** Start RECORDS PROVIDED **

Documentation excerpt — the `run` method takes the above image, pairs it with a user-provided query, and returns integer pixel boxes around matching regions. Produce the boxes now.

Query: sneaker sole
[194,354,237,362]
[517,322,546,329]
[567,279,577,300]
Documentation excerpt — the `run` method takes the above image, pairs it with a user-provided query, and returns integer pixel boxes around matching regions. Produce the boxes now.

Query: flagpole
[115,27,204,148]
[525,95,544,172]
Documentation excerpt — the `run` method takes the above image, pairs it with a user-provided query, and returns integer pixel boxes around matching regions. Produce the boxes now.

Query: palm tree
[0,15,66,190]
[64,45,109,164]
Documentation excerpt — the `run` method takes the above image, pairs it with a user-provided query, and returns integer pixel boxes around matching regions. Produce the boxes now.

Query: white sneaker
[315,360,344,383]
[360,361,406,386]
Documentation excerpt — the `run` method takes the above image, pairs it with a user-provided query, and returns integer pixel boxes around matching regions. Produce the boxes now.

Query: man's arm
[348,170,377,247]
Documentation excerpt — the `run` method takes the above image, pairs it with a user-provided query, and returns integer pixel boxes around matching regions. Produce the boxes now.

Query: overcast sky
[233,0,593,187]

** End RECORDS PROVIDED **

__PROBLEM TO SOLVE__. Express the listing above as a Markdown table with two columns, No. and Line. Each nonblank line gets its own row, numbered in order, and blank lines are left out.

__EXERCISE OUTPUT__.
| No. | Line |
|---|---|
| 1 | Documentation excerpt — the `run` method takes the above image, pairs it with a user-provided query, and returns integer pixel boxes around matching regions. Produce the boxes now. |
| 2 | Query: sneaker sole |
| 3 | [194,354,237,362] |
| 4 | [517,322,546,329] |
| 5 | [567,279,577,300] |
| 6 | Documentation excerpt — the `run` method takes the above image, pairs it with a user-provided query, and returns integer pixel boxes around matching regions. Produce the boxes now. |
| 7 | Query: flagpole |
| 8 | [115,27,204,148] |
| 9 | [525,95,544,172] |
| 10 | Documentation excerpt — the `run` method takes the above image, pairs it with a user-provided query, and returns integer pixel boxes around matching regions. Produce the boxes now. |
| 11 | Query: palm tree |
| 12 | [0,15,66,190] |
| 13 | [64,45,109,164] |
| 14 | Documentation excerpt — the `run` method takes the above image, pairs it with a user-provided query, and returns integer pixel boxes around matching regions. Produce the boxes now. |
| 15 | Query: white sneaker |
| 16 | [315,360,344,383] |
| 17 | [360,361,406,386] |
| 18 | Documentation excerpt — the `run` method takes the above image, pairs it with a user-provided query, and returns integer pixel boxes around matching regions. Produce the boxes now. |
| 19 | Query: man's arm |
| 20 | [348,170,377,247] |
| 21 | Documentation excerpt — the `run` method takes the above image, pairs it with a user-provided query, and returns integer pixel boxes around matching regions. Produce the boxes now. |
| 22 | Query: overcast sky |
| 23 | [233,0,593,187] |